**WHAT YOU ARE ASKED TO DO:** Copy the records word for word, from the first line through the line that contains "pixel 88 517", including that line.
[start]
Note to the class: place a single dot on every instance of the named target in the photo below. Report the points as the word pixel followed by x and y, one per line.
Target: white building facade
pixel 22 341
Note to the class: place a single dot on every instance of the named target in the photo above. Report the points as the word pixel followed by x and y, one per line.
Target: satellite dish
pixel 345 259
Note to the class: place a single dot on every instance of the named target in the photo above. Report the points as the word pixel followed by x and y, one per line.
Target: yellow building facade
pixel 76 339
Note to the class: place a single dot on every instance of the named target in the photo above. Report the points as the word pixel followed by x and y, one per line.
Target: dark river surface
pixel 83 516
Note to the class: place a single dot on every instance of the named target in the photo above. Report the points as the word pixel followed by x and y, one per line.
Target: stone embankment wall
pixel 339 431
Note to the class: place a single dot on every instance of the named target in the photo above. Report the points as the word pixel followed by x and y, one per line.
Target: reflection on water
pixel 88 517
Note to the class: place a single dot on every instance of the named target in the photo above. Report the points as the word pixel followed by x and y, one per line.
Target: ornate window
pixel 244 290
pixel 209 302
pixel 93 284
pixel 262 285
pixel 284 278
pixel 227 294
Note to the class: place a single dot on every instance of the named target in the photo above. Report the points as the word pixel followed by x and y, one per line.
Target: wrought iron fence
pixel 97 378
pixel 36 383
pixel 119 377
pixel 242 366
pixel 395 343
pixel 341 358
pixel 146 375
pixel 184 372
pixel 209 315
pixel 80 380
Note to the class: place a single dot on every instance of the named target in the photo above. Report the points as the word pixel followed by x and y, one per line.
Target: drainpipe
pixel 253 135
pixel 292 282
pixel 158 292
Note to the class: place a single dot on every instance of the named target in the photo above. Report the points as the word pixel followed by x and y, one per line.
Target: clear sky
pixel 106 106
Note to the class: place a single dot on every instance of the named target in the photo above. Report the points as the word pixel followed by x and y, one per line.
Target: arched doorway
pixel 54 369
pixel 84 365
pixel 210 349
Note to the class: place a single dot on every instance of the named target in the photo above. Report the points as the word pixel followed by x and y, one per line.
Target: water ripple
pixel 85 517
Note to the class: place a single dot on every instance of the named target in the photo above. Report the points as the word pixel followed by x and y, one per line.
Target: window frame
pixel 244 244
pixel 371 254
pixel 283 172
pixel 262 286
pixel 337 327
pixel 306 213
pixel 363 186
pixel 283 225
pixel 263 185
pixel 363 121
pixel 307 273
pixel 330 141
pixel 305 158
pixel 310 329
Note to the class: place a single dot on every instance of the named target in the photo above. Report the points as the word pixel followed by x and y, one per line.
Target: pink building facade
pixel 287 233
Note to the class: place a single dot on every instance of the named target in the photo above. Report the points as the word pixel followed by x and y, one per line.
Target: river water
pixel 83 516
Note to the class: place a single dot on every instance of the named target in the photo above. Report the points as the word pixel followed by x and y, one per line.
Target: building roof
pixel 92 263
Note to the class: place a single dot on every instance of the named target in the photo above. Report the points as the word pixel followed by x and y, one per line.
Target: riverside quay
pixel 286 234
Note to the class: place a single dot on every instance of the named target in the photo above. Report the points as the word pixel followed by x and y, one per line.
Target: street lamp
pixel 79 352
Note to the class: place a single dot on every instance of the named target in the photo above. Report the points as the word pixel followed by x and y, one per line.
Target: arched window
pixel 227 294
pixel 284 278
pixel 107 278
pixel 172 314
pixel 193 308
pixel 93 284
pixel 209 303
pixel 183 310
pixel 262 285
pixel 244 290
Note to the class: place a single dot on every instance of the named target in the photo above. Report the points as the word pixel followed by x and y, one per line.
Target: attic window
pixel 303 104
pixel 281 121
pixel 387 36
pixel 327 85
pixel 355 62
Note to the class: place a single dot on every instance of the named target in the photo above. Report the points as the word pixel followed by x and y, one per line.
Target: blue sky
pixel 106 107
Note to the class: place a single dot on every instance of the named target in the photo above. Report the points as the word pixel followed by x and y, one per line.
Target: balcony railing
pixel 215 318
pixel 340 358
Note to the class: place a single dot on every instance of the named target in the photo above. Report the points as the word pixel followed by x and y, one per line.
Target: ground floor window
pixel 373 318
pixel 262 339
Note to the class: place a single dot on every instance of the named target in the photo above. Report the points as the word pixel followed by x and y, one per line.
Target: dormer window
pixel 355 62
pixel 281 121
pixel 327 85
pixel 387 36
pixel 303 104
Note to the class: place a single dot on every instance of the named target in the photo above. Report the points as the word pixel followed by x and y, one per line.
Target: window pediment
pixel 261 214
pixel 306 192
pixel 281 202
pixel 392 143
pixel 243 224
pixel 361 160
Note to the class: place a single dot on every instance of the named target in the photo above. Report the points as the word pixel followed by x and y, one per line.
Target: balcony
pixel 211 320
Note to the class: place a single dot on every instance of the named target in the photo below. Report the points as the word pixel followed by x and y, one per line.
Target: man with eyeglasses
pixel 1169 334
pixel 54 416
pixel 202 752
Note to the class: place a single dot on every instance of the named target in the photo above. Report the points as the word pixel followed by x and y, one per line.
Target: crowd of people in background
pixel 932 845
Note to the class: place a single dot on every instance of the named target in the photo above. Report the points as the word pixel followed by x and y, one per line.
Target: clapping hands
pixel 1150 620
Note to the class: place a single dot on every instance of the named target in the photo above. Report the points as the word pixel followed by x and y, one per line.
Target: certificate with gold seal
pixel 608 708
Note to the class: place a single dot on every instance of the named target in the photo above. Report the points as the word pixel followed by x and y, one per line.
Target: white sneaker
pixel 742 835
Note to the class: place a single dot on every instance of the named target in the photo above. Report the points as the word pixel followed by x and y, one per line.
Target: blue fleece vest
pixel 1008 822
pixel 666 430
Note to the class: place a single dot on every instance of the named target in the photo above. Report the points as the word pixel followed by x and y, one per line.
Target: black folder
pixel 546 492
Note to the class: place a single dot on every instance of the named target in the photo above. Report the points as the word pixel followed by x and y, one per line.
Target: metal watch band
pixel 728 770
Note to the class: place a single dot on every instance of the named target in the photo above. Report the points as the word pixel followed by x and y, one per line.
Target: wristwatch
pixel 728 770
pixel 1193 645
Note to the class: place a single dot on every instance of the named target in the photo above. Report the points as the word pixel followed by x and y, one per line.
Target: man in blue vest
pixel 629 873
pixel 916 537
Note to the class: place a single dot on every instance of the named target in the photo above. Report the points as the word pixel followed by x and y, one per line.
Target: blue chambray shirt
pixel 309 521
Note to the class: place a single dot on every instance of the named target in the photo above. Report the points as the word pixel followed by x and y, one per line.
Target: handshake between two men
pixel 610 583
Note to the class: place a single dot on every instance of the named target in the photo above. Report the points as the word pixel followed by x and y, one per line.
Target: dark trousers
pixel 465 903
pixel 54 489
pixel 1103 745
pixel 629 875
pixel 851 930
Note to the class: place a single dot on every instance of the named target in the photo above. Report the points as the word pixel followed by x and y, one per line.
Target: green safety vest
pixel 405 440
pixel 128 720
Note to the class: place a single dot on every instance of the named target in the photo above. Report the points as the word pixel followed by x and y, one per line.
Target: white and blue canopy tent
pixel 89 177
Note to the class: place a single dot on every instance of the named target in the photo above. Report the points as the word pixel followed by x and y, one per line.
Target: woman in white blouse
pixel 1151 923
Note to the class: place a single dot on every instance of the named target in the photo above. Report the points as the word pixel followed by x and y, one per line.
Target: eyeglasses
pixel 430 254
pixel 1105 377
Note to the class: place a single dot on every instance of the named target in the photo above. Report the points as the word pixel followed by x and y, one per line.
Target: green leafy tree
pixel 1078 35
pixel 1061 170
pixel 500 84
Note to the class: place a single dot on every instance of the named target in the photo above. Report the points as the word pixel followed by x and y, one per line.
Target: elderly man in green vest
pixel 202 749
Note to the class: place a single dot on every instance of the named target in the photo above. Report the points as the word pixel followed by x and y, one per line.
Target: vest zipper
[end]
**ANSWER FOR THE TASK:**
Note to the class: place a single dot on every instance of the named target in the photo below. Report the points as the word pixel followed by x and y, one per line.
Target: white building facade
pixel 22 341
Note to the class: place a single dot on every instance of the named target in the photo above. Report the points as the word pixel followed by x and y, one per line.
Target: satellite dish
pixel 345 259
Note to the class: place a single dot on every instance of the named target in the photo above. Report the points as the word pixel followed by x and y, one per line.
Target: yellow building facade
pixel 76 339
Note to the class: place a single dot on every instance of the named target in the photo above. Report the points as the word pixel followed by x and y, one per line.
Target: dark river surface
pixel 83 516
Note to the class: place a single dot on every instance of the named target in the photo above. Report the points as the word pixel followed by x and y, one per line.
Target: stone embankment wall
pixel 339 431
Note to the class: place a single dot on every instance of the named target in the photo above. Report the points as the word pixel followed by x and y, one per line.
Target: reflection on water
pixel 88 517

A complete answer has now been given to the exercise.